→ Исходный текст:

"""

А брат проваливается на конкурсе… В общем, начало его судьбы становится вовсе не таким, как она замыслила. И тогда, в конце этой повести, она сознается во всём, что сделала, и говорит, что готова пожертвовать для него всем. А он отвечает ей, что это манера деспотов — они превращают в жертвы тех, ради кого хотели бы всем на свете пожертвовать. Тогда она говорит: „Я твоя сестра и имею на это право“, но он отвечает: „Есть ли хоть у кого-нибудь такое право?“.

А как раз в эти дни наши войска вошли в Чехословакию, и комиссия, которая принимала спектакль, перенесла эту личную историю на политические события. Передовые статьи газеты „Правда“ начинались чем-то вроде: „Старшая сестра имеет право вмешиваться в судьбу младшей“ и т. д.

Так вот, они тут же усмотрели в этом мой протест против введения танков в Чехословакию. И судьба спектакля была бы очень печальной — спектакля, который потом завоевал все призы на фестивалях. Он мог бы не выйти вообще. Вот до чего доходила нелепость!

В девятом круге

— Если уж мы возвращаемся к теме зла, причиненного во имя добра, как вы относитесь к такому обороту: „Добро должно быть с кулаками“? — я люблю этот вопрос, мне кажется, что отвечая на него, человек становится понятнее — и самому себе тоже. Вот и сейчас я задал его Алексину.

— Видите ли, всё, что говорит или пишет Станислав Куняев, может быть только отвратительно! — резко произнес Алексин.

"""

Передовые статьи какой газеты упоминаются в исходном тексте?

→ Предоставленные записи:
"""

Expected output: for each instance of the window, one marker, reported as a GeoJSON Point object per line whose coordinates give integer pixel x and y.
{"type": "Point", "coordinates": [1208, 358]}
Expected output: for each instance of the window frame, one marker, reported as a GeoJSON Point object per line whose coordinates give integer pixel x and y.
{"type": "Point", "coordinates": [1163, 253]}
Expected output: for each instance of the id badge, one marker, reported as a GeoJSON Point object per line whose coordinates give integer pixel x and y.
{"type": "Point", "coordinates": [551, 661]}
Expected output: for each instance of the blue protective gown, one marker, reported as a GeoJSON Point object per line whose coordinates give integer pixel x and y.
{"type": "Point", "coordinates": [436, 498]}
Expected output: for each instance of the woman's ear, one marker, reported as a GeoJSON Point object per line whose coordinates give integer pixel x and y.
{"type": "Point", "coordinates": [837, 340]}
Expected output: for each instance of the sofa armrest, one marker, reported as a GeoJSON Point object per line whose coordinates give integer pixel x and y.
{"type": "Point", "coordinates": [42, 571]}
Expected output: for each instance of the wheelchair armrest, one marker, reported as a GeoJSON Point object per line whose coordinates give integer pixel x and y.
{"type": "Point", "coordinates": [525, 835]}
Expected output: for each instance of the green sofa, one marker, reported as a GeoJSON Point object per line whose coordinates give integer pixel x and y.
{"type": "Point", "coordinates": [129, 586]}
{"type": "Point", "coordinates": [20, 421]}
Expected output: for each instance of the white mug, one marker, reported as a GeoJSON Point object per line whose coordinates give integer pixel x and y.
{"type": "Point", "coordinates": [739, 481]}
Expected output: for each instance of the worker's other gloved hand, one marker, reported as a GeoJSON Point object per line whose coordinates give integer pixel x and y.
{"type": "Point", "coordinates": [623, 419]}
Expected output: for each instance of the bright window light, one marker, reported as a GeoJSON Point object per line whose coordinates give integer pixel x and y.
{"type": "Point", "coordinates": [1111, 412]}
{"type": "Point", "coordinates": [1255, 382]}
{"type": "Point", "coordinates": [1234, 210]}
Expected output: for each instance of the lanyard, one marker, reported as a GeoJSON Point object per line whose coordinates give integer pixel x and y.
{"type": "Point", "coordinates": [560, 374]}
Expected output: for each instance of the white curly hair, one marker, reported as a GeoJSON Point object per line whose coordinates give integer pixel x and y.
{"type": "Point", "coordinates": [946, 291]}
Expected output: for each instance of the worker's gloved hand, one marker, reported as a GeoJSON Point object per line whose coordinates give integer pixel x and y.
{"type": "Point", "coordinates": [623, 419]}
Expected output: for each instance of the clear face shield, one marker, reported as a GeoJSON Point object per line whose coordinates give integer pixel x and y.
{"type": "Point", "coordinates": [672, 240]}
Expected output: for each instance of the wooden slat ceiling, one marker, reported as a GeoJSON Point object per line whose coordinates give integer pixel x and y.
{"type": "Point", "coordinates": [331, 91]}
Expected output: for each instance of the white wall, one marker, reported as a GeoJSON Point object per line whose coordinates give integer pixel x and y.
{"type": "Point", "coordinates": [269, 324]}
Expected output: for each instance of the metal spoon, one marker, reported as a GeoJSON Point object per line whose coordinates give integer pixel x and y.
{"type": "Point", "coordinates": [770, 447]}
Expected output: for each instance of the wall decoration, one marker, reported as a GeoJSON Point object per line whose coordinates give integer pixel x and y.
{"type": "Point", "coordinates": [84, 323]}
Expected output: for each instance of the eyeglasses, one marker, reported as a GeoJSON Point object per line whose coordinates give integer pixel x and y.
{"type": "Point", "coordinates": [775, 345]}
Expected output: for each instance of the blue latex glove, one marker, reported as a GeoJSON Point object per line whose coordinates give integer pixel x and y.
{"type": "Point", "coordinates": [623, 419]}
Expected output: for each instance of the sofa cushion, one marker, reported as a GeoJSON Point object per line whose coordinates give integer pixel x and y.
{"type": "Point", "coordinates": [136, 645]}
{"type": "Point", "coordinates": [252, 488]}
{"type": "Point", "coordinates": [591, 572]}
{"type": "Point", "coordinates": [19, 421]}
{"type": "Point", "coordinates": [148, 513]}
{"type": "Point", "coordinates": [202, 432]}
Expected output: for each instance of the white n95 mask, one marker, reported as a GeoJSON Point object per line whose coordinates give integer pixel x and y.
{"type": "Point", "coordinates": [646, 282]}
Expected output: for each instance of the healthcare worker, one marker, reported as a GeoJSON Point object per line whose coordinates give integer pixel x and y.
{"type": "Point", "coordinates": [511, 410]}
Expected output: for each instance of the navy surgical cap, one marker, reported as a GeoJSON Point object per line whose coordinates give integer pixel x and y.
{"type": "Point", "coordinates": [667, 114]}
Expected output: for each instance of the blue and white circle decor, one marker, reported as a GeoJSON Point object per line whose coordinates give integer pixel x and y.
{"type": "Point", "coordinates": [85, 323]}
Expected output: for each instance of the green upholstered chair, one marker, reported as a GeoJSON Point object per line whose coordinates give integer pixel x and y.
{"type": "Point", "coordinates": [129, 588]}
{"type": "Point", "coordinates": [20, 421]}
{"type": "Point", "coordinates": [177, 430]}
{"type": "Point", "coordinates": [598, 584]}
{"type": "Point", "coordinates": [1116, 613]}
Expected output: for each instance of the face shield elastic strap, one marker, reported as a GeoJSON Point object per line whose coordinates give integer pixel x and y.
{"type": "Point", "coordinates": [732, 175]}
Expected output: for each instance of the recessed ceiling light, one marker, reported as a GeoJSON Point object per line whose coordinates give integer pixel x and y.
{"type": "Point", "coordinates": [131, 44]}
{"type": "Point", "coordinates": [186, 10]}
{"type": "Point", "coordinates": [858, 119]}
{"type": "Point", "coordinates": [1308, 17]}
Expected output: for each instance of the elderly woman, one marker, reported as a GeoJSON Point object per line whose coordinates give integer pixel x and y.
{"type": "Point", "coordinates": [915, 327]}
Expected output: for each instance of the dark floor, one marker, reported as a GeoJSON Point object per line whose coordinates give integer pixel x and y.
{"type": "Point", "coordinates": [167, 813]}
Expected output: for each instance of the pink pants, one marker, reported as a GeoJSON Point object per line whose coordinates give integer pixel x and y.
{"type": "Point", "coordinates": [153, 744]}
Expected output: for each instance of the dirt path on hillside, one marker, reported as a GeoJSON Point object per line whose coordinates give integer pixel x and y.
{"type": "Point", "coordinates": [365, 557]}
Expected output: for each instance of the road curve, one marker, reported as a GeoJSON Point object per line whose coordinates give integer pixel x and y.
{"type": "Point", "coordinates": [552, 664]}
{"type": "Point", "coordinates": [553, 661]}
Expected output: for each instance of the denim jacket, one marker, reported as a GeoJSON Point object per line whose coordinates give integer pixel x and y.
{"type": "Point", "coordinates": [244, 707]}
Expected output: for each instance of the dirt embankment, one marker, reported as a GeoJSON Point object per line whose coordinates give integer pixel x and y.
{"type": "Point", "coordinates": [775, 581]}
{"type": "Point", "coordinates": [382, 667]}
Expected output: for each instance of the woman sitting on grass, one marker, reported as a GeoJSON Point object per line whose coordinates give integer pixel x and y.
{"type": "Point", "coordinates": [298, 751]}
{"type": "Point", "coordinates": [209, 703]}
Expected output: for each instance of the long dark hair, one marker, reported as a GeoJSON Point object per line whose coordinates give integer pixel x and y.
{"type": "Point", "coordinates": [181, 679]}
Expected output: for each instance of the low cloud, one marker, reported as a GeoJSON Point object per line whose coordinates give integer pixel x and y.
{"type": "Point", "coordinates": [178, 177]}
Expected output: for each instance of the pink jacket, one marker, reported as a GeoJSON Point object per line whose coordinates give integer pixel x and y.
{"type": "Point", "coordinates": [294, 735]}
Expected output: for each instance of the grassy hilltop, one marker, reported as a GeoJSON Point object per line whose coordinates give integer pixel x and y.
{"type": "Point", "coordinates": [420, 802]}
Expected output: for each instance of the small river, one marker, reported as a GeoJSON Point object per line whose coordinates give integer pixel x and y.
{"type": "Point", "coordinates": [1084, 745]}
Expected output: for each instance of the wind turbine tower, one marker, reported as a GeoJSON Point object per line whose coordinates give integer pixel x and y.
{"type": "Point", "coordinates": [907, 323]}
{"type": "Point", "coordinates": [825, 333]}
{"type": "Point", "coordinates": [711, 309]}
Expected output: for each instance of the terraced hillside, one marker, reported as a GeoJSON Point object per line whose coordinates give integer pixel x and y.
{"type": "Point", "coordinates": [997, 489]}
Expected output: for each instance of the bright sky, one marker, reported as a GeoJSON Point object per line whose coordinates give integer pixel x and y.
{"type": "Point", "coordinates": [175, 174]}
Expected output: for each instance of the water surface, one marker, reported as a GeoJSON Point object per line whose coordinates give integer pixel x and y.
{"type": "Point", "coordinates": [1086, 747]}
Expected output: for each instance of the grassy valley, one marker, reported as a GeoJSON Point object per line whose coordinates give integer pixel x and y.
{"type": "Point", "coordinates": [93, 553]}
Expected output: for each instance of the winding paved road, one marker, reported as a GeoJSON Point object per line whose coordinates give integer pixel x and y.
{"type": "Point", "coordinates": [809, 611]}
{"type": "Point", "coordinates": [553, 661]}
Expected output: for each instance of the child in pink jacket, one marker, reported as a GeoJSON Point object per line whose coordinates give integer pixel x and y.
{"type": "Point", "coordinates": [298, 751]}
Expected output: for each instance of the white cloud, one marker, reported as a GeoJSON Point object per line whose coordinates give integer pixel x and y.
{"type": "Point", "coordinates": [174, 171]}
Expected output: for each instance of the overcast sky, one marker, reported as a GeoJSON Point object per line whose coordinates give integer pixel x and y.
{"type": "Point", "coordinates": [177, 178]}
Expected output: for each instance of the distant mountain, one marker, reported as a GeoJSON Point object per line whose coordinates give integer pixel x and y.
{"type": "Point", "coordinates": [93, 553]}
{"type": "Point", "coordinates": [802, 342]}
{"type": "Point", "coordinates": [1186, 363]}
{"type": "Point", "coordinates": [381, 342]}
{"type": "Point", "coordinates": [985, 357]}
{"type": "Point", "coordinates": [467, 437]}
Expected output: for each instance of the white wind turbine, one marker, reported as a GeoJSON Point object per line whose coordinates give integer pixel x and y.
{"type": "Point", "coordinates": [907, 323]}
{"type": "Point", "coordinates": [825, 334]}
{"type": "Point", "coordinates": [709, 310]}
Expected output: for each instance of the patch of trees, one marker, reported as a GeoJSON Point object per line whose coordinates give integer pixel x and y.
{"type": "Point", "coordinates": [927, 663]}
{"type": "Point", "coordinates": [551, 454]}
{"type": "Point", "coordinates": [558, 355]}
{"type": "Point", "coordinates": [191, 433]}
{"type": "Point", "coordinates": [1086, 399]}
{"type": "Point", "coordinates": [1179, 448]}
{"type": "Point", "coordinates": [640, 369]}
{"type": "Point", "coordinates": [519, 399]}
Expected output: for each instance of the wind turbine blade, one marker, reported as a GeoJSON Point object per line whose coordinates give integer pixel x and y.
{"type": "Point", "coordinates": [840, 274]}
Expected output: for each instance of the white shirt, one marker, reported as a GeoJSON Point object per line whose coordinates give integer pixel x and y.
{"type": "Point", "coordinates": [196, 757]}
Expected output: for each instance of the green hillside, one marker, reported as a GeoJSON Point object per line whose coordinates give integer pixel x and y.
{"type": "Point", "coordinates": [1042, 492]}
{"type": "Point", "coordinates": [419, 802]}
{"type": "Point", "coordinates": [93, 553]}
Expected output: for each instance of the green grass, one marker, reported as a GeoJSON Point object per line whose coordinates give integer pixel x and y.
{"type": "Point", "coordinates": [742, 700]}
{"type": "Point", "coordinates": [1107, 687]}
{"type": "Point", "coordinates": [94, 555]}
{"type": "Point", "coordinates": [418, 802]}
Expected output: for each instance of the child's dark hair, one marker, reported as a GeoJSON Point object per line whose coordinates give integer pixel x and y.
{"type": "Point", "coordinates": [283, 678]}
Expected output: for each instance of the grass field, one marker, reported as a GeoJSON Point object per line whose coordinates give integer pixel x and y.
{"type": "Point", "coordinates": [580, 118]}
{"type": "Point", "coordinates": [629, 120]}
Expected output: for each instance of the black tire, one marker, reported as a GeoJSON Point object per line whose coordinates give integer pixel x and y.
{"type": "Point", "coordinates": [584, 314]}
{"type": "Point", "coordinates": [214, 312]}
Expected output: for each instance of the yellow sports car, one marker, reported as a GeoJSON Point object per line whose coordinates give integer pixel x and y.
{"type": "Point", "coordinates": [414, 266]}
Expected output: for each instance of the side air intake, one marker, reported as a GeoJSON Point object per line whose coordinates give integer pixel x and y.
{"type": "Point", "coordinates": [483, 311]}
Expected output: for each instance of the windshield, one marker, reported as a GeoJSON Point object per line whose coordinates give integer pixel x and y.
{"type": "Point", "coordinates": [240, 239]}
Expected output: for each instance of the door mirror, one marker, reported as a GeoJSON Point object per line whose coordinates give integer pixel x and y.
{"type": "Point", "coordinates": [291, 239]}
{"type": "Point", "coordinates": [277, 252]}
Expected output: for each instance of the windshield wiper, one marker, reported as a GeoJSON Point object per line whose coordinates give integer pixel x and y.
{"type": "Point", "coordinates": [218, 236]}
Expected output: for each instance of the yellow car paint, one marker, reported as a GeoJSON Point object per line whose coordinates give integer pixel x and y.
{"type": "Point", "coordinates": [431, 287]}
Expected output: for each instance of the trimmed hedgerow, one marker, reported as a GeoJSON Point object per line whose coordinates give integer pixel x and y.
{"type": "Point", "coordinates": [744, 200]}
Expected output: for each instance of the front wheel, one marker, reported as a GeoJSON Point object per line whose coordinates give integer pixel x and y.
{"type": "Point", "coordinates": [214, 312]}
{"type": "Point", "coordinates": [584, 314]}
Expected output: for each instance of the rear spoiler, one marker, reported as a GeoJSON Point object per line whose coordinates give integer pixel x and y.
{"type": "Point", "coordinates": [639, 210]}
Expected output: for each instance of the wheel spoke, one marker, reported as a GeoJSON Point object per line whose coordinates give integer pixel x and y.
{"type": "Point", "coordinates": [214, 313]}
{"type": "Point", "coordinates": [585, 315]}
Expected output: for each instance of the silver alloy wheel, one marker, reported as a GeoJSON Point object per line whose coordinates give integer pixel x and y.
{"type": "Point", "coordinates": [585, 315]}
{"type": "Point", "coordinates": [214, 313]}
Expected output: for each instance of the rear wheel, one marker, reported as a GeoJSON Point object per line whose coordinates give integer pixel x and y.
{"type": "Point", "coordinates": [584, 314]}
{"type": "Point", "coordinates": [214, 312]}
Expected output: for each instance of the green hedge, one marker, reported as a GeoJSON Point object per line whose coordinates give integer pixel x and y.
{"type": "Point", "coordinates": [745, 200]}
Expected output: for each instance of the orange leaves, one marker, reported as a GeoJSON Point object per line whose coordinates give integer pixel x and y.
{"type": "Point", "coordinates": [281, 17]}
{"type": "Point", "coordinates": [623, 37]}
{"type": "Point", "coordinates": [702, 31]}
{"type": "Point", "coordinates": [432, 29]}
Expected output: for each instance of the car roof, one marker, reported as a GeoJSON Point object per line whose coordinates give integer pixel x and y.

"""

→ Полный ответ:
Газеты «Правда».